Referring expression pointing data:
BEGIN

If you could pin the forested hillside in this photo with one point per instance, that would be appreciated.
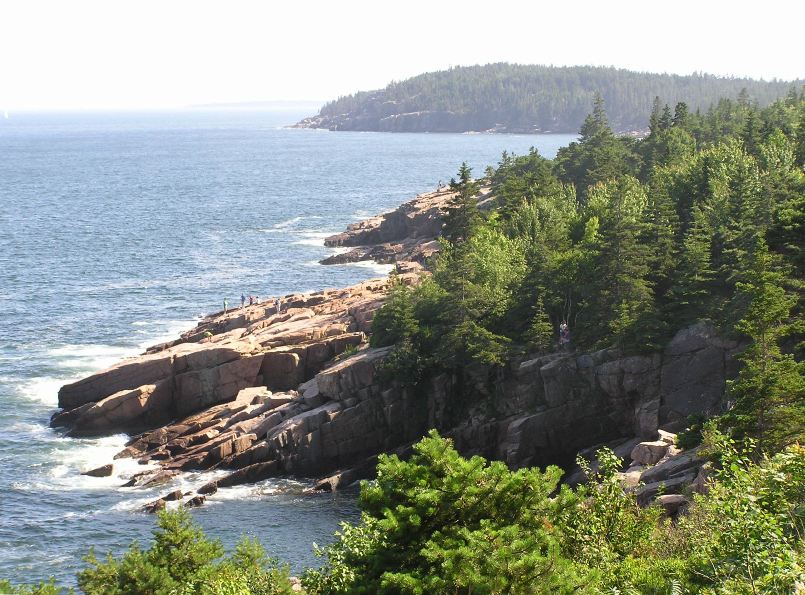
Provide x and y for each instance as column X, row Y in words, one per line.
column 624, row 241
column 529, row 98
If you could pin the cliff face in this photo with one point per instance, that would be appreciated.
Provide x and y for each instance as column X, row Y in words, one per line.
column 263, row 393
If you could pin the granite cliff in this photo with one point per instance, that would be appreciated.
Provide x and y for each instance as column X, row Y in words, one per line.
column 261, row 393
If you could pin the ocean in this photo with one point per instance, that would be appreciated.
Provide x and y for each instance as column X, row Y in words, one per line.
column 118, row 231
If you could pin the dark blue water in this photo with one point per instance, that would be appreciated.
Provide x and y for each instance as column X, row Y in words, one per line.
column 120, row 230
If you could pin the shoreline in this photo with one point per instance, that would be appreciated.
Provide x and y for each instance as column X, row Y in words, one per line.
column 202, row 400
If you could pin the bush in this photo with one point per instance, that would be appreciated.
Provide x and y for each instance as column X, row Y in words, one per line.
column 182, row 560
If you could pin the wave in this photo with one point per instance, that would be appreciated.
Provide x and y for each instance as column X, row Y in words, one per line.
column 89, row 356
column 312, row 237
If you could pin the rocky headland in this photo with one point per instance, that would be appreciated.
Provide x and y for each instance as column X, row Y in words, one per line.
column 254, row 393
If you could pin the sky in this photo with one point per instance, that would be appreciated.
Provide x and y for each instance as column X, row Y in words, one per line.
column 145, row 54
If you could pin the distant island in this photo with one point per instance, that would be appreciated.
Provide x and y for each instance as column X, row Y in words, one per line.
column 516, row 98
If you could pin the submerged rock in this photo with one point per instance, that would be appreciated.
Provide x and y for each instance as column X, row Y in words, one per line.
column 103, row 471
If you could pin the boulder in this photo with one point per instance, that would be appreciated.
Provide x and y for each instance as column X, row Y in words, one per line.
column 195, row 502
column 672, row 503
column 674, row 485
column 143, row 406
column 282, row 369
column 694, row 372
column 139, row 371
column 347, row 377
column 648, row 453
column 155, row 506
column 673, row 466
column 104, row 471
column 198, row 389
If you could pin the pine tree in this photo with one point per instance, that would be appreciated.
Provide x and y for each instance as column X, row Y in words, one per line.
column 769, row 393
column 462, row 213
column 540, row 332
column 624, row 297
column 681, row 115
column 666, row 118
column 694, row 275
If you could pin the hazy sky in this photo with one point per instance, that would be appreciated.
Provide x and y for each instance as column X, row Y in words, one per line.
column 83, row 54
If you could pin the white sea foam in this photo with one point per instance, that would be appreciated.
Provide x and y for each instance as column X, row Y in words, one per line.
column 90, row 357
column 43, row 390
column 376, row 267
column 312, row 237
column 282, row 225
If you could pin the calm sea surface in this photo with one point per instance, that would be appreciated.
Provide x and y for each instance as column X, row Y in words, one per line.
column 120, row 230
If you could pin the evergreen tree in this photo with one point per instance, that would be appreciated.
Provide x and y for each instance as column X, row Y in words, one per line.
column 694, row 274
column 681, row 115
column 462, row 213
column 769, row 393
column 624, row 297
column 540, row 334
column 598, row 156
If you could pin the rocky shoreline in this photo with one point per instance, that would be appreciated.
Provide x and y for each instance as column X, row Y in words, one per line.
column 257, row 393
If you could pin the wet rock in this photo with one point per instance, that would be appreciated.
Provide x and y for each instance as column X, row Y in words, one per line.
column 103, row 471
column 208, row 488
column 672, row 503
column 673, row 466
column 648, row 453
column 195, row 502
column 674, row 485
column 155, row 506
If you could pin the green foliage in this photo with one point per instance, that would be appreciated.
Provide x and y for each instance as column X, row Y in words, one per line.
column 183, row 560
column 598, row 156
column 440, row 523
column 43, row 588
column 769, row 393
column 533, row 98
column 540, row 334
column 745, row 536
column 462, row 213
column 692, row 436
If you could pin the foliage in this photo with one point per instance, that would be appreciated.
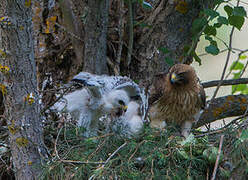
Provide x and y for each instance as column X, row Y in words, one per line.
column 237, row 69
column 157, row 154
column 211, row 20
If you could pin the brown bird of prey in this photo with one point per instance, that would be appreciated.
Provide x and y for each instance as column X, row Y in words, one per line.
column 177, row 97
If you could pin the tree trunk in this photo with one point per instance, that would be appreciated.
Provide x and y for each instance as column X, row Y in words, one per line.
column 95, row 49
column 21, row 101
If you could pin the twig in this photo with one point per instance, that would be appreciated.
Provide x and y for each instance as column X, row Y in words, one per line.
column 225, row 82
column 218, row 157
column 80, row 162
column 121, row 33
column 55, row 144
column 130, row 42
column 209, row 133
column 236, row 62
column 152, row 169
column 118, row 149
column 226, row 64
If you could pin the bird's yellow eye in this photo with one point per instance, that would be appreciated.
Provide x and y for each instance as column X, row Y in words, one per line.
column 173, row 76
column 125, row 107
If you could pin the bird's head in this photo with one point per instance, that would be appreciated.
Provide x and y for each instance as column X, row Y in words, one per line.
column 116, row 101
column 181, row 74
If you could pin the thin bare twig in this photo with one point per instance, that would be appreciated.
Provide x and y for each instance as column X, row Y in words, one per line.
column 227, row 61
column 236, row 62
column 55, row 144
column 121, row 33
column 130, row 42
column 80, row 162
column 218, row 157
column 110, row 157
column 225, row 82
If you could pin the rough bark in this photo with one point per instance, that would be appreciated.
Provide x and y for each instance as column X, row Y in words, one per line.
column 95, row 26
column 23, row 116
column 170, row 29
column 75, row 31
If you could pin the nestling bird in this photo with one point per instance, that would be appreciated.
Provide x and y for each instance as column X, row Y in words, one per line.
column 177, row 97
column 97, row 96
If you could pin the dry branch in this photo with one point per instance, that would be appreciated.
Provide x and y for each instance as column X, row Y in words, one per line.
column 223, row 107
column 225, row 82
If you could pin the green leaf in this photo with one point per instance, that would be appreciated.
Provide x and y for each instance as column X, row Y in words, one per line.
column 189, row 140
column 222, row 20
column 211, row 154
column 217, row 25
column 236, row 21
column 198, row 24
column 147, row 5
column 212, row 49
column 211, row 13
column 239, row 87
column 209, row 38
column 228, row 10
column 210, row 30
column 169, row 61
column 183, row 154
column 239, row 11
column 216, row 2
column 244, row 135
column 197, row 58
column 242, row 57
column 236, row 66
column 164, row 50
column 236, row 75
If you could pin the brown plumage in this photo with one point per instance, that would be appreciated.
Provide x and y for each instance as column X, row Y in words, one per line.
column 176, row 97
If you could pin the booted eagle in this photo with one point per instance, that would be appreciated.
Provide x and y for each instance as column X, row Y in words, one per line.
column 177, row 97
column 96, row 96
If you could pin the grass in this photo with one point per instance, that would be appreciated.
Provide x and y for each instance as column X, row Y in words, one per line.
column 155, row 155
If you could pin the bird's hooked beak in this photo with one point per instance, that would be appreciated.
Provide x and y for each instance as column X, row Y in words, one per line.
column 174, row 78
column 180, row 78
column 124, row 107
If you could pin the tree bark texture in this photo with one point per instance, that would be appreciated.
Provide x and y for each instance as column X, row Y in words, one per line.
column 95, row 27
column 22, row 114
column 168, row 28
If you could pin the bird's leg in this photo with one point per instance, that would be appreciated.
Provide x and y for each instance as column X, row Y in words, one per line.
column 185, row 128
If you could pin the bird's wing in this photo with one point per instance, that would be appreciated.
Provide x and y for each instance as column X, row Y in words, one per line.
column 103, row 84
column 201, row 102
column 135, row 93
column 201, row 97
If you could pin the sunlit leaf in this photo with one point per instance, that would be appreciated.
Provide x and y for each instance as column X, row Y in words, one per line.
column 169, row 61
column 164, row 50
column 197, row 58
column 242, row 57
column 236, row 21
column 211, row 13
column 237, row 66
column 147, row 5
column 228, row 10
column 239, row 11
column 182, row 7
column 222, row 20
column 198, row 25
column 212, row 49
column 210, row 30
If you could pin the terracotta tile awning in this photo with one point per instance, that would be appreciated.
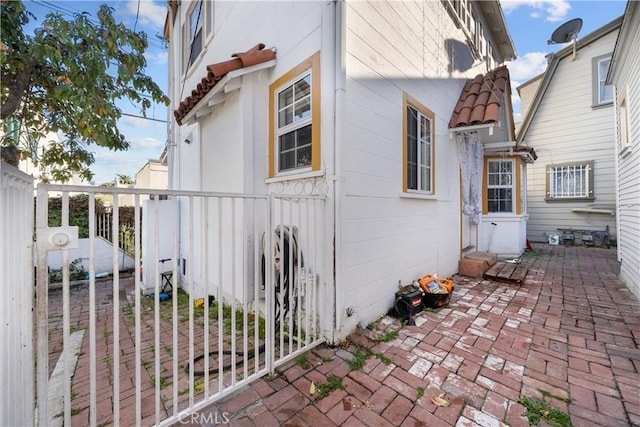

END

> [PROBLEM TO SOLVE] If a line of the entries contains "rocky", it counts; say how many such lines there are and give only the number.

> [SOLVED PROBLEM] 2